### [Texte du document]
Les restrictions sur les campagnes en ligne ont été levées en 2013. Les différents candidats ont ainsi été autorisés à mettre à jour leurs sites web pendant les périodes électorales et à lancer des appels aux urnes via les réseaux sociaux. Mais si 2024 a été l’année de tous les changements, 2013 a peut-être été l’année qui est à l’origine de ces changements.
Cependant, Internet n’a pas immédiatement joué un rôle substantiel dans l’issue des scrutins. Lors de l’élection de la Chambre des conseillers (Chambre haute) en 2019, Yamada Tarô du Parti libéral-démocrate (PLD, au pouvoir) a obtenu plus de 530 000 voix en tant que candidat à la représentation proportionnelle, et le « Parti pour la protection du peuple contre la NHK » a également remporté un siège. La toile est indéniablement à l’origine de ces deux exemples de succès. Cependant, ils n’ont attiré qu’un faible pourcentage d’électeurs et ils n’ont pas eu d’influence majeure sur le scrutin dans son ensemble.
L’année dernière toutefois, l’effet Internet a pris des proportions toutes autres. La performance d’Ishimaru Shinji aux élections préfectorales de Tokyo le 7 juillet, le regain de popularité au Parti démocrate du peuple (PDP) à l’élection de la Chambre des représentants (Chambre basse) le 27 octobre et la réélection de Saitô Motohiko au poste de gouverneur de la préfecture de Hyôgo le 17 novembre, malgré la grande polémique, ont été tout autant de coups de théâtre, mobilisant les suffrages d’un nombre important d’électeurs.
Ishimaru Shinji, anciennement maire d’Akitakata, dans la préfecture de Hiroshima, tape dans les mains de ses sympathisants dans le quartier de Ginza, à Tokyo, le 30 juin 2024. (Jiji)

### [Lignes de données]
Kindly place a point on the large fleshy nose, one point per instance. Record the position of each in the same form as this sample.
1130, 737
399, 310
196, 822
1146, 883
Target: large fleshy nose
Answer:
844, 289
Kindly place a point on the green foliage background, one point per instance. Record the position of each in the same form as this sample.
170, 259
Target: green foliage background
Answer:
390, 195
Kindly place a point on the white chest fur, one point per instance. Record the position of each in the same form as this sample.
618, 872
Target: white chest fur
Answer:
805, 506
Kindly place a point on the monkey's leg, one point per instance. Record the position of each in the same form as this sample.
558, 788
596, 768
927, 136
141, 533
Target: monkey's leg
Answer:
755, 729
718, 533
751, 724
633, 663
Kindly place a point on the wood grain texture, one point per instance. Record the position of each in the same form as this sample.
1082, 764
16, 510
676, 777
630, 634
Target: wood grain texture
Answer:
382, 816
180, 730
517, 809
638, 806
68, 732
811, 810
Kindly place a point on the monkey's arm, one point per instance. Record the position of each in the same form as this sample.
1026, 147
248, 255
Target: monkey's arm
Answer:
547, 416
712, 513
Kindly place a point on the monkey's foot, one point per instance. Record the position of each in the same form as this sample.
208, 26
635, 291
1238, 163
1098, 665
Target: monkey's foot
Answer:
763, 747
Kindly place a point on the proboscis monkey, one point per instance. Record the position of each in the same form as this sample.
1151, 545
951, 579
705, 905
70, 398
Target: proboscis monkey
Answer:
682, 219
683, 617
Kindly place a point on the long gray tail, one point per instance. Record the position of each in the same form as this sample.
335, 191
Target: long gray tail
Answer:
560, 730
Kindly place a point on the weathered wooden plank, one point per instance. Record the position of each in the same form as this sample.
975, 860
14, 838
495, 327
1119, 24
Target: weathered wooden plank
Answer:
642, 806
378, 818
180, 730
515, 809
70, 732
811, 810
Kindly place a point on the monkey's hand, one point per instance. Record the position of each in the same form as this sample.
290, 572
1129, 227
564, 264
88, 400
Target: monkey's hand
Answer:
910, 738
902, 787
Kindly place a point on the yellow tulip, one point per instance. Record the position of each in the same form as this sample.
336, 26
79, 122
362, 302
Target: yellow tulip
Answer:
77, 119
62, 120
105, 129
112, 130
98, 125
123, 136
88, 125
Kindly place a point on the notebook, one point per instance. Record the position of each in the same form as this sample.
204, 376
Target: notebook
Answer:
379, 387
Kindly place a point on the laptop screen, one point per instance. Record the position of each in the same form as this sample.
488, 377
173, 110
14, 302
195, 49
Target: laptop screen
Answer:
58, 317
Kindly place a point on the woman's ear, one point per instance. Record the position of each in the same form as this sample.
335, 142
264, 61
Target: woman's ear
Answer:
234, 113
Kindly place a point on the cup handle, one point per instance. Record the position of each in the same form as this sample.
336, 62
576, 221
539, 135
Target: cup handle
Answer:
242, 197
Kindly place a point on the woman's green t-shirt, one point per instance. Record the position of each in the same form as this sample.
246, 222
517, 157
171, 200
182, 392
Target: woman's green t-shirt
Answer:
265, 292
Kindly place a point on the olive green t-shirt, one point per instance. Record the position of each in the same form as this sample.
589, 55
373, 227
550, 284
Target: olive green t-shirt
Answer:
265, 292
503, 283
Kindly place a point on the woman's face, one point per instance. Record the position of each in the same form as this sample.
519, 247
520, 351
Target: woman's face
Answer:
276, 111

### [Consignes de travail]
Dans le texte sur les campagnes électorales en ligne, combien de voix Yamada Tarô a-t-il obtenues à l'élection de 2019 ?

### [Réponse ci-dessous]
Plus de 530 000 voix.